▸ **WHAT TO WORK ON**
Rewrite the items from the line with "Target: chicken" through the end of the items, changing "point out" to "mark" and leaving everything else unchanged.

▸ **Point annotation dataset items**
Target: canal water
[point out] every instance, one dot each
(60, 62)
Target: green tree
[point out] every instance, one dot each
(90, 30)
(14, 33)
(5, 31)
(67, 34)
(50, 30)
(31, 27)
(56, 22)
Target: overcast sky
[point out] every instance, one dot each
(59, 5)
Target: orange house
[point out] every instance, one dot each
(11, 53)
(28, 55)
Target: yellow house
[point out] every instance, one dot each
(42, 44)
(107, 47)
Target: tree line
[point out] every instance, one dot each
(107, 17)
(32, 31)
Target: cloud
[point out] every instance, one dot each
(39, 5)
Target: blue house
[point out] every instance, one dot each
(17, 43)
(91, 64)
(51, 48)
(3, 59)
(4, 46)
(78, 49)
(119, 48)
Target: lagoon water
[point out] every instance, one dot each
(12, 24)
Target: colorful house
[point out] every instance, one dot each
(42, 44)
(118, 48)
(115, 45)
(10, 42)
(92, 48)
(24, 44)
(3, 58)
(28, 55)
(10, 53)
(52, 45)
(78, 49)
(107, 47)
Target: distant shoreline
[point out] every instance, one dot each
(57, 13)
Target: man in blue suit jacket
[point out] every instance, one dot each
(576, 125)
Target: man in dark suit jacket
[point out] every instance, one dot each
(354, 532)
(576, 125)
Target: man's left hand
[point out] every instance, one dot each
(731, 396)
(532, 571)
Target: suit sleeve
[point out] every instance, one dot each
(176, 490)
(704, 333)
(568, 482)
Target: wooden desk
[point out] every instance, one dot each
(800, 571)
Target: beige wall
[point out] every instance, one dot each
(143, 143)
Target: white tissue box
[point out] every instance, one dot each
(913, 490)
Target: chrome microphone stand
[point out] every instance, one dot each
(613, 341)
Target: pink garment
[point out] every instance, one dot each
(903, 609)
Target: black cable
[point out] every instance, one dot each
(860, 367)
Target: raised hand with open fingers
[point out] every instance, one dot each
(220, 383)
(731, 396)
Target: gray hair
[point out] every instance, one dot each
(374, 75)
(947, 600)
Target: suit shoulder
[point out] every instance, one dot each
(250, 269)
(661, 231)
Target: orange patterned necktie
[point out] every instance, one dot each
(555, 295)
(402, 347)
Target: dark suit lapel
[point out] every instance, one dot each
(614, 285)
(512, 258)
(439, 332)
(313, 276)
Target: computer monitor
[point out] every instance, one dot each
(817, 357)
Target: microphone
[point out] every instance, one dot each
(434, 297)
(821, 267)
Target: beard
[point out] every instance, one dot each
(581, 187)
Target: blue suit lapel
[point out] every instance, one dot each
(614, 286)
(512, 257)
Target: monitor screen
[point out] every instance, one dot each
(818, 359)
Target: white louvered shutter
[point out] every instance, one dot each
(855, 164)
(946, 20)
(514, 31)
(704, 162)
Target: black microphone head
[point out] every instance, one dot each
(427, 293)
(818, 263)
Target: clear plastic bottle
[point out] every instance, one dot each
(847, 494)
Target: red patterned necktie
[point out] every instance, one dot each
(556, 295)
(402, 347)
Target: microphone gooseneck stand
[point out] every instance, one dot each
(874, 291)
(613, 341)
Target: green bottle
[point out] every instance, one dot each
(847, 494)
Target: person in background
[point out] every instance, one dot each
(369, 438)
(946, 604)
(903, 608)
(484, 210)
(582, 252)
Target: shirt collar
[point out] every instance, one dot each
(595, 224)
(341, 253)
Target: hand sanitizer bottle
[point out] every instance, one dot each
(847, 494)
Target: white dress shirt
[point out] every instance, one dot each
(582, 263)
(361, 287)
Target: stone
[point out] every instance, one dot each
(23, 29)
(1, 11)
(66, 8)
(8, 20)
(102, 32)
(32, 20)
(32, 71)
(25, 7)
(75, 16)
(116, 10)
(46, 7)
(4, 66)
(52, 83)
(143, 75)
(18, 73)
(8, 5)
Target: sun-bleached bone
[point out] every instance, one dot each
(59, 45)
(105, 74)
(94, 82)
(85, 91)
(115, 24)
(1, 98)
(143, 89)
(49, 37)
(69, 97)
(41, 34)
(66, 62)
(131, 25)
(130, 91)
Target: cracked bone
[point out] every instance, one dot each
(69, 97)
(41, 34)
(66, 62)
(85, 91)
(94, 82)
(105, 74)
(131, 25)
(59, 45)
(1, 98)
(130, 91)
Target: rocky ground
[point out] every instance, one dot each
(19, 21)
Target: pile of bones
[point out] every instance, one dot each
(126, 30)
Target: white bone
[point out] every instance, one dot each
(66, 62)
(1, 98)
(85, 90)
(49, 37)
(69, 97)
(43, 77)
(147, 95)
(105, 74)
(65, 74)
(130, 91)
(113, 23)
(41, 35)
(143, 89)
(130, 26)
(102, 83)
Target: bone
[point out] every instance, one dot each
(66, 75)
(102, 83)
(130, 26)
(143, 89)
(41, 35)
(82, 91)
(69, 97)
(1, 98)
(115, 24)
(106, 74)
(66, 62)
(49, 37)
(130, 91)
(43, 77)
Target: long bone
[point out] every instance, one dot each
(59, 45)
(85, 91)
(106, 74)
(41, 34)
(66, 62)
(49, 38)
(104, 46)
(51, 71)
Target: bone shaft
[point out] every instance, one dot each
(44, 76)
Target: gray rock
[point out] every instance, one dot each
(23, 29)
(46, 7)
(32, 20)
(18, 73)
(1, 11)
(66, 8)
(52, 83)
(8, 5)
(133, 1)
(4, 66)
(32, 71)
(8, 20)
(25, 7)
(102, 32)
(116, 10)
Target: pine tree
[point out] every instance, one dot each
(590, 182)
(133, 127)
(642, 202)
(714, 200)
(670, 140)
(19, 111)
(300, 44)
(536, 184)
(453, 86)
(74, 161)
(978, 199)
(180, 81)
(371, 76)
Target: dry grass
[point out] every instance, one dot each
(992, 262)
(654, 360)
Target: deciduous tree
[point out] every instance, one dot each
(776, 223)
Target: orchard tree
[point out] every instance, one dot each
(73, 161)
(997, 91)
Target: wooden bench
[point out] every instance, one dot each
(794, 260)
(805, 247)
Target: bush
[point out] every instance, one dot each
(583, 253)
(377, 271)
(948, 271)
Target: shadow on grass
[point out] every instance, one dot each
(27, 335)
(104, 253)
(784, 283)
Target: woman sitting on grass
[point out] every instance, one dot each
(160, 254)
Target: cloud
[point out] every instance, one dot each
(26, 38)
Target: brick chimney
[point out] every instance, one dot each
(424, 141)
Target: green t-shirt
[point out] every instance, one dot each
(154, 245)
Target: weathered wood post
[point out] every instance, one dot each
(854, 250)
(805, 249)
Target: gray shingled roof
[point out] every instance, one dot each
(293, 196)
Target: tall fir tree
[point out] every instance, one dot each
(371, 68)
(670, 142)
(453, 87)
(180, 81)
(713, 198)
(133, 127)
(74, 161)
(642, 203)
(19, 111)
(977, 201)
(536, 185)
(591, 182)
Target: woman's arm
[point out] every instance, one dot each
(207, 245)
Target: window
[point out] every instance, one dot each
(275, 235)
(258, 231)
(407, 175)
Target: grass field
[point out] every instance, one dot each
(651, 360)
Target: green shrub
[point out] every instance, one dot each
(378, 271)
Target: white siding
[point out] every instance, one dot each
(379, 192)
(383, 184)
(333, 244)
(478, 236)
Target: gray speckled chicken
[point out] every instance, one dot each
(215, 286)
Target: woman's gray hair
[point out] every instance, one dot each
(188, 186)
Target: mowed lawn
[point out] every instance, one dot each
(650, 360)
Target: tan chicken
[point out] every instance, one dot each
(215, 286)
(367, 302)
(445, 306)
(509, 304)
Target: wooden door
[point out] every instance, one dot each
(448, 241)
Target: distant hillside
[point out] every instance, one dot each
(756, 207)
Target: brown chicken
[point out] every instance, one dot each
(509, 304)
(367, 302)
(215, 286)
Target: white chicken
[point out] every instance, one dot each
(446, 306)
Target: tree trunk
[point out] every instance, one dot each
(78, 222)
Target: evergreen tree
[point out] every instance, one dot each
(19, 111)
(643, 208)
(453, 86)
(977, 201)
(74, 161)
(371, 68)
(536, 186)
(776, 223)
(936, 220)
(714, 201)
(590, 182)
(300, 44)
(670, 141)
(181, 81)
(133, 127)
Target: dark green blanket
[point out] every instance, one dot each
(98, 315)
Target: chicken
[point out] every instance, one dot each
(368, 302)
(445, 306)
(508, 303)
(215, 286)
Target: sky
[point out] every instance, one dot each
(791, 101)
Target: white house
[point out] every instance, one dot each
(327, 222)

▸ **ANSWER TO THE PROBLEM**
Target: chicken
[mark] every instance, one dot each
(368, 302)
(445, 306)
(508, 303)
(215, 286)
Target: sky
[mark] every instance, one dot each
(791, 101)
Target: white house
[mark] every instance, one dot each
(327, 222)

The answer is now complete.